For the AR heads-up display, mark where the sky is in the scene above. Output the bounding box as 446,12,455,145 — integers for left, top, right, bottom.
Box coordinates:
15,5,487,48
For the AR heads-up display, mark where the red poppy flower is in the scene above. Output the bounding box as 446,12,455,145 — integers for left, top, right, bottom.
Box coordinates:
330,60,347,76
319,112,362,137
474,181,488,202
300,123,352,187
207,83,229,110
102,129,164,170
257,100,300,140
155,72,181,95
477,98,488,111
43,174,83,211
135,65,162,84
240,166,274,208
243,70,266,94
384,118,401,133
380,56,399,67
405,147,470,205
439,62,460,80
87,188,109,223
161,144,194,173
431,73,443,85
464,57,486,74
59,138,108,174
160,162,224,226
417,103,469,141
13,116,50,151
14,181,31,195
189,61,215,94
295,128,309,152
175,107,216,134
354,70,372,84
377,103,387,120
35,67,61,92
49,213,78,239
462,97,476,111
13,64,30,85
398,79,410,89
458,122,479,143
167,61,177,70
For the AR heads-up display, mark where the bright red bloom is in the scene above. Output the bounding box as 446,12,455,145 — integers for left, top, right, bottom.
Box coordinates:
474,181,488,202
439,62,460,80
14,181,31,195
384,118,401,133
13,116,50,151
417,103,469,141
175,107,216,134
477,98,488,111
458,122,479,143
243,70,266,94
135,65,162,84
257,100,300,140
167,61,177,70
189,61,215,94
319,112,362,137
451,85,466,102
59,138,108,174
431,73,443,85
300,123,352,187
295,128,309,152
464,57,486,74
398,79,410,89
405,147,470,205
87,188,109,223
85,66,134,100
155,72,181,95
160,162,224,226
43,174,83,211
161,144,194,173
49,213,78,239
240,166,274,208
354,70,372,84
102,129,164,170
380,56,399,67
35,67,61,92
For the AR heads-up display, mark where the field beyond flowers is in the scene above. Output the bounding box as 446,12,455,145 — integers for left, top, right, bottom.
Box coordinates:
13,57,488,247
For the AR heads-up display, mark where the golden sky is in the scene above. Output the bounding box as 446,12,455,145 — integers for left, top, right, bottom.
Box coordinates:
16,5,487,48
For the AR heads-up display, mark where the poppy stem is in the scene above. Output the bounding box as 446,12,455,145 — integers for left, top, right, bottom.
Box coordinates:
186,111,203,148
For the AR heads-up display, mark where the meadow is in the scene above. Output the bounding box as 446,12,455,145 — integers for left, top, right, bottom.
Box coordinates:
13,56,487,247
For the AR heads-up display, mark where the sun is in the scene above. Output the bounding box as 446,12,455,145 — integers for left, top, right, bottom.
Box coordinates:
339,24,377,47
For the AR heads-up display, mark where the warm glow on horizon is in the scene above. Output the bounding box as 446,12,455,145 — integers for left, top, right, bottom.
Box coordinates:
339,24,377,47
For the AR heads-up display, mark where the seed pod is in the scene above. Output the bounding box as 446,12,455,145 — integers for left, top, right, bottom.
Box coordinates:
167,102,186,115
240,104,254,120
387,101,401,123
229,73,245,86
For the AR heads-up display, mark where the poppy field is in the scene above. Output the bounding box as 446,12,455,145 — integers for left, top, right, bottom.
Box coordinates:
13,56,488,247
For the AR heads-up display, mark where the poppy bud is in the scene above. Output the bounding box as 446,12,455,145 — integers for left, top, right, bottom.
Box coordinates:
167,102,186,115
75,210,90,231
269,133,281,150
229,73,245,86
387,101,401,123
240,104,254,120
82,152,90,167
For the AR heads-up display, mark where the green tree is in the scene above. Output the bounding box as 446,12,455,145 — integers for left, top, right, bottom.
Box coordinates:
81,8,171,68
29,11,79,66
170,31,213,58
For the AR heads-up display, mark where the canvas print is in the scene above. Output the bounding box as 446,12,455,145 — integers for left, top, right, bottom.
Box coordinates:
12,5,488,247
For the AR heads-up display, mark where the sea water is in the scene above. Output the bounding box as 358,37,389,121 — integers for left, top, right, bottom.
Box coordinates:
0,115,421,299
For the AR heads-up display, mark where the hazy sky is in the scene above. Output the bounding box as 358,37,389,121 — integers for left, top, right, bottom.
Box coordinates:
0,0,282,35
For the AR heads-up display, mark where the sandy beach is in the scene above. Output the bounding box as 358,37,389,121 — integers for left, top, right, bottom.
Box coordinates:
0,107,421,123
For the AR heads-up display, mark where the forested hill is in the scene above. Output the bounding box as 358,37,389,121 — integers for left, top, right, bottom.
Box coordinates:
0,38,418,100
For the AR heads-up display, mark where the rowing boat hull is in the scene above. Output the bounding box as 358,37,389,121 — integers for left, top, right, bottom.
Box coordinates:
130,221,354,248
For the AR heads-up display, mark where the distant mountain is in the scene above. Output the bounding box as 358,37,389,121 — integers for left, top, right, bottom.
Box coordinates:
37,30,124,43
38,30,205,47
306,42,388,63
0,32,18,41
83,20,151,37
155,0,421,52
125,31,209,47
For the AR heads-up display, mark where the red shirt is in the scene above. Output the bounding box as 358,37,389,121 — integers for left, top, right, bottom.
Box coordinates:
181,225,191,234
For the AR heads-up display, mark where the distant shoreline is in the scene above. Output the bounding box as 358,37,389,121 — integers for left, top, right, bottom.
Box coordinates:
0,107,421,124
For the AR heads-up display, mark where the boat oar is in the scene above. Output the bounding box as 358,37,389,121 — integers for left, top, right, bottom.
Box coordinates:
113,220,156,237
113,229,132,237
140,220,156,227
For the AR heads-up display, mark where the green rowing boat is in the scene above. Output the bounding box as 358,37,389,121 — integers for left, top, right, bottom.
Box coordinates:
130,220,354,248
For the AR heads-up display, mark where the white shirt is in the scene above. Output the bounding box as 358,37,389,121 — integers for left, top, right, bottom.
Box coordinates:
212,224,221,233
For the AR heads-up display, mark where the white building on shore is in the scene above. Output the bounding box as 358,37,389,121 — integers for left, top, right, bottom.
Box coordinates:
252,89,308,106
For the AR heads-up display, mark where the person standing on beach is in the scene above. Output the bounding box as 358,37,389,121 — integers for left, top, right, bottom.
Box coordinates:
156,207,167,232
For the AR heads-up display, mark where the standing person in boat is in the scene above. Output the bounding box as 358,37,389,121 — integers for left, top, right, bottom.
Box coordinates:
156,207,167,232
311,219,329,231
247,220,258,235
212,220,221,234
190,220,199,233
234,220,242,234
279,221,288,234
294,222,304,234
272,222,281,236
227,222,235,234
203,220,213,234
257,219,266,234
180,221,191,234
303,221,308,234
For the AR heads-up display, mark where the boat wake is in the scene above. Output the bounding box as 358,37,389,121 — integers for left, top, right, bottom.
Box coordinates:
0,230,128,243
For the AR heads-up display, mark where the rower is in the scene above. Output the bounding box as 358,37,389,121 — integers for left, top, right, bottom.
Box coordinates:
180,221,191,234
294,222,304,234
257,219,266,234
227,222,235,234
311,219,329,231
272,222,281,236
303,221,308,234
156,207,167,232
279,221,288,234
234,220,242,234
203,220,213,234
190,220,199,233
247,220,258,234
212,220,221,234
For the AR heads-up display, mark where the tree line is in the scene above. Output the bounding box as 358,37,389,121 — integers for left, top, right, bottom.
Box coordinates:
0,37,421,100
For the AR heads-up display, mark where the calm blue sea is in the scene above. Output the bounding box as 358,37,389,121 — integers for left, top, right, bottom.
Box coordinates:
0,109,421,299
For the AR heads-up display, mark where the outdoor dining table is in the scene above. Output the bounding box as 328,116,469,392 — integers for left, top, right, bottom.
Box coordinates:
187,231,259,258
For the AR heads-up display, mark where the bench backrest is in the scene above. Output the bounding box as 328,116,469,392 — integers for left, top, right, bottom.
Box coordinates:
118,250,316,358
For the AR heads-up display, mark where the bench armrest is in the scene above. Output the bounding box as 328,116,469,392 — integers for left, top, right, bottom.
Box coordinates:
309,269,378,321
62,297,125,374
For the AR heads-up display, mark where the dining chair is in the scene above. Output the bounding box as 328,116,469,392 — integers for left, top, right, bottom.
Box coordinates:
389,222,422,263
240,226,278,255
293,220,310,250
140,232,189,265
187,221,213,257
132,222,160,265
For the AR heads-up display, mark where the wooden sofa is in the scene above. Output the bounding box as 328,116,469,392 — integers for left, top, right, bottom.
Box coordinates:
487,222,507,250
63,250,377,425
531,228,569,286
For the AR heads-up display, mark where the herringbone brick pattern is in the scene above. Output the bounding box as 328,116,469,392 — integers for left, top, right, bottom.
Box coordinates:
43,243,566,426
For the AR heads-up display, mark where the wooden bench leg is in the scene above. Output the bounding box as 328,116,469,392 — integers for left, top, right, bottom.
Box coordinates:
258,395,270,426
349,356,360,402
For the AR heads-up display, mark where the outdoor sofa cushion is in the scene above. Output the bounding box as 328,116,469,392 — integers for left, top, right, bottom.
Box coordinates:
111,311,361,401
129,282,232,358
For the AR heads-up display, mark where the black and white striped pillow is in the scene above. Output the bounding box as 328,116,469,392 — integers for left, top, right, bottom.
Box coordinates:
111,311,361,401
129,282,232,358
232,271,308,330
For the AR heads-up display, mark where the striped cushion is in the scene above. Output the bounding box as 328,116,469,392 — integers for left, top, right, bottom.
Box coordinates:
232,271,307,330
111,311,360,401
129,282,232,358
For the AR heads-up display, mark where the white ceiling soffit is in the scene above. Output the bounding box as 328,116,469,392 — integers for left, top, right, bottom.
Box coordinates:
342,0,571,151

Your task:
Copy out the material from the line with "For the AR heads-up display, mark where the red shirt" up to and including the line with "140,220,156,227", keeping every character the same.

The solution:
For the AR heads-up display, mark where the red shirt is in the scene above. Output the bounding box as 358,37,389,121 — integers for left, top, right, bottom.
Box coordinates:
181,225,191,234
For the AR heads-up display, mark where the distant shoreline is in the scene above. Output the bounding box as 358,37,389,121 — integers for left, top, right, bottom.
Box coordinates:
0,107,421,124
For the AR heads-up display, mark where the boat oar is in the scene above. Output the bounding box as 358,37,389,121 — integers for left, top, right, bottom.
Box coordinates:
113,220,156,237
113,229,132,237
140,220,156,227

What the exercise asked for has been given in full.